Stored entries
──────────
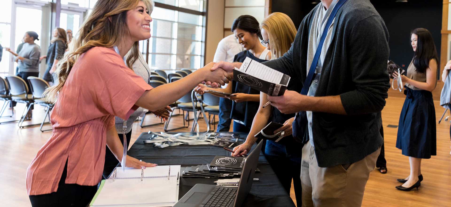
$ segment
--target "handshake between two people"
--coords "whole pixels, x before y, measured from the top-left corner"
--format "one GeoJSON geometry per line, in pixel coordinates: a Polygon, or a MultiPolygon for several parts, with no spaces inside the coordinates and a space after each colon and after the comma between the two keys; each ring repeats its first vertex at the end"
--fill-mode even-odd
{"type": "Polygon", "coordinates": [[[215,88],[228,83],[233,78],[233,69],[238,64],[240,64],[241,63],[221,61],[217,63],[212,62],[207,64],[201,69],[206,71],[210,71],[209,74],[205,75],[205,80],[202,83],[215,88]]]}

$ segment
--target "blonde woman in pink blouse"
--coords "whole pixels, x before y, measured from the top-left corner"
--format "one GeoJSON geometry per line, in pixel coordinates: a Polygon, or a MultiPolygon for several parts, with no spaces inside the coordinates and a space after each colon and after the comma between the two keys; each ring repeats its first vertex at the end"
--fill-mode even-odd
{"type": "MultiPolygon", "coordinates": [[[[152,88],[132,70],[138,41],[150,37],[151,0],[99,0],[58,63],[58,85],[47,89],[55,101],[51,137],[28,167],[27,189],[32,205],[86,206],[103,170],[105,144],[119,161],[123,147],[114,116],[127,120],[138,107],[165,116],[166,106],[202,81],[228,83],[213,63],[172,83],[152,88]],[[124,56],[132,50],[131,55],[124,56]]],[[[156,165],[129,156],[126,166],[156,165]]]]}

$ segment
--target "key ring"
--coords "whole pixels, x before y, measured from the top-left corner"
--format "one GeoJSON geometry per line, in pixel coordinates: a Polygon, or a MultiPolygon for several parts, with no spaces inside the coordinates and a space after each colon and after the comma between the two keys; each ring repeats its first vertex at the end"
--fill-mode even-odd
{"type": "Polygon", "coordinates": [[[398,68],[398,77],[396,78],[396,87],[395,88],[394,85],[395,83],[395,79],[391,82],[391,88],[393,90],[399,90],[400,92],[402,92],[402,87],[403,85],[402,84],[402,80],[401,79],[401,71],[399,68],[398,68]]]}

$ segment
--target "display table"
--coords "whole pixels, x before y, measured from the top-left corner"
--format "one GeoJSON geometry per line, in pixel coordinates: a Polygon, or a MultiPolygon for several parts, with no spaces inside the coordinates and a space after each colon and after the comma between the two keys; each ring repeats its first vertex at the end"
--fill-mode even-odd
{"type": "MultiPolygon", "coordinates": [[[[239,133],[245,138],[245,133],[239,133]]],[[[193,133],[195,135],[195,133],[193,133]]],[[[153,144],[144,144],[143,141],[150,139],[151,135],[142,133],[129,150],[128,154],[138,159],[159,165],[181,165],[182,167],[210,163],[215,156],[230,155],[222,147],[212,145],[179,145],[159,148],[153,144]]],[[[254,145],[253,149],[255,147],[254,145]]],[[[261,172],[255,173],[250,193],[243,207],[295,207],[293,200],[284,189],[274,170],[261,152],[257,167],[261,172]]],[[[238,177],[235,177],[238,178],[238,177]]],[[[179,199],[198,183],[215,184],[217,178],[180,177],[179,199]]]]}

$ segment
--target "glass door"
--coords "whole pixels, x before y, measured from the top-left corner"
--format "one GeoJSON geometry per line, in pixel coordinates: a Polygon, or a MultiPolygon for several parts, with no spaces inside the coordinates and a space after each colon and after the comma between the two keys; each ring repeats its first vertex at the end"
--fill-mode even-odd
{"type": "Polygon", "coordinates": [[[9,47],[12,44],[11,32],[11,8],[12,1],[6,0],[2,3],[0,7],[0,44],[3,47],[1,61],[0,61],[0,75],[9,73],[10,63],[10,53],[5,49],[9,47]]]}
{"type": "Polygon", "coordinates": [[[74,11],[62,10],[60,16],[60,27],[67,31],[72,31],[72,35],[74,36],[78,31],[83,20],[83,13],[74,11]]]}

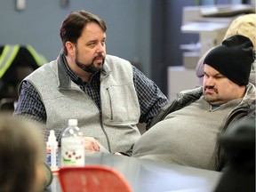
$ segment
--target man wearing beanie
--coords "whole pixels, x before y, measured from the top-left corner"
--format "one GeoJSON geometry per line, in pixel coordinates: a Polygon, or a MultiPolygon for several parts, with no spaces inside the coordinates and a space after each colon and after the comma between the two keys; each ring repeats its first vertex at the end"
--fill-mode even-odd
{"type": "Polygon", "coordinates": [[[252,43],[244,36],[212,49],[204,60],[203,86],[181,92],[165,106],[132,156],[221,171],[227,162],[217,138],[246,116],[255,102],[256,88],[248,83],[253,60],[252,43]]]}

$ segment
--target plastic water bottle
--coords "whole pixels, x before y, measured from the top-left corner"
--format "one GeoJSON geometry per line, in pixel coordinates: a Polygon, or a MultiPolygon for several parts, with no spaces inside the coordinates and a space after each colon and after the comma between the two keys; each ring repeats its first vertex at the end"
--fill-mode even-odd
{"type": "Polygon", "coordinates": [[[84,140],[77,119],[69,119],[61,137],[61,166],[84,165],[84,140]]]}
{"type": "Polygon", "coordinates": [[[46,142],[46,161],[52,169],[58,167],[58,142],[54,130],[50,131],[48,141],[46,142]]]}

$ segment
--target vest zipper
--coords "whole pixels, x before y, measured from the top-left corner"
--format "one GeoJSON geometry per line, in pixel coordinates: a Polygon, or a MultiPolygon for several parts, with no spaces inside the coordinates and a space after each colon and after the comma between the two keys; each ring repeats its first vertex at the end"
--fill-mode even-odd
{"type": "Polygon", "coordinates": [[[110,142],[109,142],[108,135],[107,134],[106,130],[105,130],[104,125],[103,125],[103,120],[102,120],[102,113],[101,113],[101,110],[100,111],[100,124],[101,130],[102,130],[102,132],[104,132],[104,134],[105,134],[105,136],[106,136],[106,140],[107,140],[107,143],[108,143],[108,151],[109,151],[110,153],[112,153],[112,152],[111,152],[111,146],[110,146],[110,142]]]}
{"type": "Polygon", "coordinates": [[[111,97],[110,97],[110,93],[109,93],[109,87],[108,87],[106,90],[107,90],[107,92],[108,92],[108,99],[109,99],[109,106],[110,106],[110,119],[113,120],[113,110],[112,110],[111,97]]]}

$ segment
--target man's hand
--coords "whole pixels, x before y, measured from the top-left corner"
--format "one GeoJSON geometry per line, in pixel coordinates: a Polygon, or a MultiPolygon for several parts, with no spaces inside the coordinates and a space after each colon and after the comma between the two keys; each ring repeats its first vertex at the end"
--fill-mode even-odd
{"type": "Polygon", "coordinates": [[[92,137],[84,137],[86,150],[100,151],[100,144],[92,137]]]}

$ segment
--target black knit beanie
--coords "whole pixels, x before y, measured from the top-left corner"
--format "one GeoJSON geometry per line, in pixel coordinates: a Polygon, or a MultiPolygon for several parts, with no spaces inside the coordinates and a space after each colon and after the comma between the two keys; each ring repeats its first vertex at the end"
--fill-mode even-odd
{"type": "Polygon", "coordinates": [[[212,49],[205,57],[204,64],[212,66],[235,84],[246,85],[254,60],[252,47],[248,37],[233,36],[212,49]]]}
──────────
STATED GOAL >> Leaving the pictures aside, transcribe the entire listing exactly.

ANSWER IN FULL >>
$ segment
--target "handshake between two people"
--coords "whole pixels, x before y, measured from the top-left corner"
--format "one GeoJSON geometry per line, in pixel coordinates: a Polygon, or a MultiPolygon for several parts, with no spaces inside the coordinates and a space after each colon and after the comma between the two keys; each ring repeats its first vertex at the end"
--fill-mode even-odd
{"type": "Polygon", "coordinates": [[[215,88],[228,83],[233,78],[233,69],[238,64],[240,64],[241,63],[221,61],[217,63],[212,62],[207,64],[201,69],[206,71],[210,71],[209,74],[205,75],[205,80],[202,83],[215,88]]]}

$ segment
--target "blonde woman in pink blouse"
--coords "whole pixels, x before y, measured from the top-left corner"
--format "one GeoJSON geometry per line, in pixel coordinates: a Polygon, or a MultiPolygon for several parts, with no spaces inside the coordinates and a space after each colon and after the comma between the two keys; each ring repeats its first vertex at the end"
--fill-mode even-odd
{"type": "MultiPolygon", "coordinates": [[[[152,88],[132,70],[138,41],[150,37],[151,0],[99,0],[58,63],[58,85],[47,89],[55,101],[51,137],[28,167],[27,189],[32,205],[86,206],[103,170],[105,144],[119,161],[123,147],[114,116],[127,120],[138,107],[165,116],[166,106],[202,81],[228,83],[213,63],[172,83],[152,88]],[[124,56],[132,50],[131,55],[124,56]]],[[[156,165],[129,156],[126,166],[156,165]]]]}

$ segment
--target "key ring"
--coords "whole pixels, x before y, measured from the top-left corner"
--format "one GeoJSON geometry per line, in pixel coordinates: a Polygon, or a MultiPolygon for several parts, with no spaces inside the coordinates and a space after each colon and after the comma between the two keys; each ring repeats its first vertex at the end"
--fill-mode even-odd
{"type": "Polygon", "coordinates": [[[398,68],[398,77],[396,78],[396,87],[395,88],[394,85],[395,83],[395,79],[391,82],[391,88],[393,90],[399,90],[400,92],[402,92],[402,87],[403,85],[402,84],[402,80],[401,79],[401,71],[399,68],[398,68]]]}

$ segment
--target "display table"
--coords "whole pixels, x before y, measured from the top-left corner"
--format "one GeoJSON geometry per line, in pixel coordinates: a Polygon, or a MultiPolygon for several parts, with no spaces inside the coordinates and a space after each colon and after the comma between the two keys; each ring repeats its first vertex at the end"
--fill-mode even-odd
{"type": "MultiPolygon", "coordinates": [[[[239,133],[245,138],[245,133],[239,133]]],[[[193,133],[195,135],[195,133],[193,133]]],[[[153,144],[144,144],[143,141],[150,139],[151,135],[142,133],[129,150],[128,154],[138,159],[159,165],[181,165],[182,167],[210,163],[215,156],[230,155],[222,147],[212,145],[179,145],[159,148],[153,144]]],[[[254,145],[253,149],[255,147],[254,145]]],[[[261,172],[255,173],[250,193],[243,207],[295,207],[293,200],[284,189],[274,170],[261,152],[257,167],[261,172]]],[[[238,177],[235,177],[238,178],[238,177]]],[[[179,199],[198,183],[215,184],[217,178],[180,177],[179,199]]]]}

$ segment
--target "glass door"
--coords "whole pixels, x before y, measured from the top-left corner"
--format "one GeoJSON geometry per line, in pixel coordinates: a Polygon, or a MultiPolygon for several parts, with no spaces inside the coordinates and a space after each colon and after the comma between the two keys; each ring repeats its first vertex at the end"
--fill-mode even-odd
{"type": "Polygon", "coordinates": [[[9,47],[12,44],[11,32],[11,8],[12,1],[6,0],[2,3],[0,7],[0,44],[3,47],[1,61],[0,61],[0,75],[9,73],[10,63],[10,53],[5,49],[9,47]]]}
{"type": "Polygon", "coordinates": [[[74,11],[62,10],[60,16],[60,27],[67,31],[72,31],[72,35],[74,36],[78,31],[83,20],[83,13],[74,11]]]}

$ segment
--target man wearing beanie
--coords "whole pixels, x before y, measured from the top-left corner"
--format "one GeoJSON geometry per line, in pixel coordinates: a Polygon, or a MultiPolygon for several parts, with no spaces inside the coordinates and a space after each colon and after the comma between the two keys; each ring repeats its first vertex at the end"
--fill-mode even-odd
{"type": "Polygon", "coordinates": [[[252,43],[244,36],[212,49],[204,60],[203,86],[181,92],[165,106],[132,156],[221,171],[227,162],[217,138],[246,116],[255,102],[256,88],[248,83],[253,60],[252,43]]]}

$ segment
--target plastic water bottle
--coords "whole pixels, x before y, measured from the top-left corner"
--format "one GeoJSON geometry per line, in pixel coordinates: a Polygon, or a MultiPolygon for several parts, with no spaces inside the coordinates and a space after each colon and after the comma between the two keys; each ring repeats its first vertex at the end"
--fill-mode even-odd
{"type": "Polygon", "coordinates": [[[84,140],[77,119],[69,119],[61,137],[61,166],[84,165],[84,140]]]}
{"type": "Polygon", "coordinates": [[[46,142],[46,161],[52,169],[58,167],[58,142],[54,130],[50,131],[48,141],[46,142]]]}

$ segment
--target vest zipper
--coords "whole pixels, x before y, measured from the top-left corner"
--format "one GeoJSON geometry per line, in pixel coordinates: a Polygon, or a MultiPolygon for several parts, with no spaces inside the coordinates and a space after each colon and after the comma between the two keys; each ring repeats its first vertex at the end"
--fill-mode even-odd
{"type": "Polygon", "coordinates": [[[110,142],[109,142],[108,135],[107,134],[106,130],[105,130],[104,125],[103,125],[103,120],[102,120],[102,113],[101,113],[101,110],[100,111],[100,124],[101,130],[102,130],[102,132],[104,132],[104,134],[105,134],[105,136],[106,136],[106,140],[107,140],[107,143],[108,143],[108,151],[109,151],[110,153],[112,153],[112,152],[111,152],[111,146],[110,146],[110,142]]]}
{"type": "Polygon", "coordinates": [[[111,97],[110,97],[110,93],[109,93],[109,87],[108,87],[106,90],[107,90],[107,92],[108,92],[108,99],[109,99],[109,106],[110,106],[110,119],[113,120],[113,110],[112,110],[111,97]]]}

$ segment
--target man's hand
--coords "whole pixels, x before y, measured from the top-left corner"
--format "one GeoJSON geometry per line, in pixel coordinates: a Polygon, or a MultiPolygon for several parts, with no spaces inside the coordinates and a space after each colon and after the comma between the two keys; each ring repeats its first vertex at the end"
--fill-mode even-odd
{"type": "Polygon", "coordinates": [[[92,137],[84,137],[86,150],[100,151],[100,144],[92,137]]]}

$ segment
--target black knit beanie
--coords "whole pixels, x before y, measured from the top-left corner"
--format "one GeoJSON geometry per line, in pixel coordinates: a Polygon, or a MultiPolygon for several parts, with no spaces inside the coordinates and a space after each colon and after the comma between the two keys; each ring repeats its first vertex at the end"
--fill-mode even-odd
{"type": "Polygon", "coordinates": [[[212,49],[205,57],[204,64],[212,66],[235,84],[246,85],[254,60],[252,47],[248,37],[233,36],[212,49]]]}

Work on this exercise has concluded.